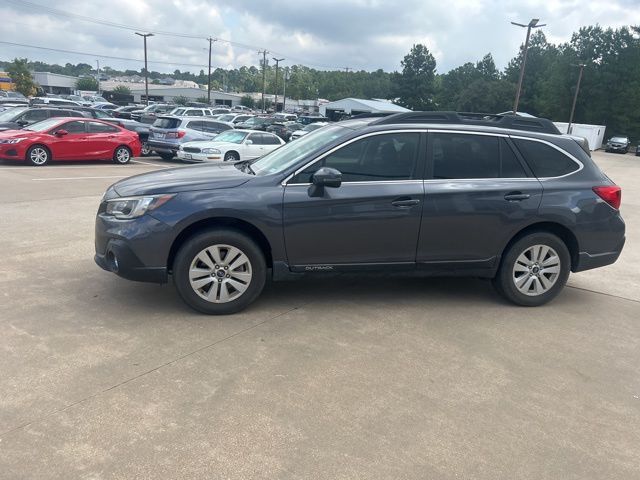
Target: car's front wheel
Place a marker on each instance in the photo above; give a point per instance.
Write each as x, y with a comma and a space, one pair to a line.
534, 269
122, 155
219, 271
38, 155
231, 157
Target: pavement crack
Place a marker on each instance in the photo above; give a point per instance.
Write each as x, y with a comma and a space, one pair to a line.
604, 293
154, 369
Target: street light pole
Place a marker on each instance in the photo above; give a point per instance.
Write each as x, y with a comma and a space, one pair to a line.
532, 24
285, 77
98, 63
277, 60
146, 70
211, 40
575, 96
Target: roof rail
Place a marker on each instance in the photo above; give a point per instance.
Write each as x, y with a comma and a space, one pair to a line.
530, 124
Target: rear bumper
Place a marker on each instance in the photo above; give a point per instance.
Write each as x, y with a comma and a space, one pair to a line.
587, 261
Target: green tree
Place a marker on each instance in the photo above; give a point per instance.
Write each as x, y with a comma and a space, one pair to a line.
415, 85
87, 83
247, 101
19, 72
122, 90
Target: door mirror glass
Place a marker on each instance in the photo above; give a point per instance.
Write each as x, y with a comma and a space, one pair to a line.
324, 177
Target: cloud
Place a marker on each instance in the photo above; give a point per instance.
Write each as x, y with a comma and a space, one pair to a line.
360, 34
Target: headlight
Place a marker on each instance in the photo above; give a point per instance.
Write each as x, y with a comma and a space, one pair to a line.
133, 207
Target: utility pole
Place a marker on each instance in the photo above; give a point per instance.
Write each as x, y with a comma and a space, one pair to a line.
277, 60
146, 70
98, 78
532, 24
285, 77
264, 73
575, 96
211, 40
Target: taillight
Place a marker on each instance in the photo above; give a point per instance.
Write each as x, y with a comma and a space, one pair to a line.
178, 134
612, 194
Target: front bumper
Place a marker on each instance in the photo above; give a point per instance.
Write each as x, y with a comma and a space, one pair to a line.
199, 157
163, 147
135, 249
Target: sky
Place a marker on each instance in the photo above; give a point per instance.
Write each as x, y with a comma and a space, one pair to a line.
325, 34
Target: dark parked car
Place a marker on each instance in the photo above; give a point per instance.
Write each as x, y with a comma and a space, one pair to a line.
20, 117
124, 112
142, 129
284, 130
618, 143
499, 197
149, 113
256, 123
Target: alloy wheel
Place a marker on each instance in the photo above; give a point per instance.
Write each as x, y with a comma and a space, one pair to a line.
220, 273
536, 270
39, 156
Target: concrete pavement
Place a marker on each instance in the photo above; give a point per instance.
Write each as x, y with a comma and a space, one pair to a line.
347, 377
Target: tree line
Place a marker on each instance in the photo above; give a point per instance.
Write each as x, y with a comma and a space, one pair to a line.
609, 94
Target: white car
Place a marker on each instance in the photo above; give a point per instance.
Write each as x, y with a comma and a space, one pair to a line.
309, 128
230, 146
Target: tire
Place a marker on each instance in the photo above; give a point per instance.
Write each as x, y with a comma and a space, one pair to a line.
231, 157
38, 155
530, 276
195, 272
145, 151
122, 155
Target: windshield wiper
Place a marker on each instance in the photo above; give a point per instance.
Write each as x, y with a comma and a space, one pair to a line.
245, 166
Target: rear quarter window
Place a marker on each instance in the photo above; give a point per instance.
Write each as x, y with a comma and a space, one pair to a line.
166, 123
544, 160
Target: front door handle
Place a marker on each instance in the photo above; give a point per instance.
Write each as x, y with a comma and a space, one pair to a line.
516, 196
405, 202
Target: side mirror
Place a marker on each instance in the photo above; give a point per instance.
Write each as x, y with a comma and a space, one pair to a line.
324, 177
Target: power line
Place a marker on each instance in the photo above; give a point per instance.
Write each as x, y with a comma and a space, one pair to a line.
111, 57
44, 9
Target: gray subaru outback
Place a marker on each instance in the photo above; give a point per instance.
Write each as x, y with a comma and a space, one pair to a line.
500, 197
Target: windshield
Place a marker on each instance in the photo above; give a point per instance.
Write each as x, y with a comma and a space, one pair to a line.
43, 125
9, 115
289, 154
231, 136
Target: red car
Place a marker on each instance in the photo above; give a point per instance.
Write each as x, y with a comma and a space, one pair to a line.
69, 139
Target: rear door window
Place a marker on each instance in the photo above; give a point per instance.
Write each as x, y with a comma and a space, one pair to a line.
544, 160
168, 123
467, 156
97, 127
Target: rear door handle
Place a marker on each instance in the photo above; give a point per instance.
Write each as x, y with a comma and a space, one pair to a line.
405, 202
516, 196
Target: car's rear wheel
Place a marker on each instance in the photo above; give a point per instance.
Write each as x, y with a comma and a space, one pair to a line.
534, 269
219, 271
231, 157
122, 155
38, 155
145, 151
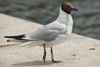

**Task to carry out**
Return all lines of the material above in which "bumper" occurs.

**Completed task**
Target: rear bumper
Target: front bumper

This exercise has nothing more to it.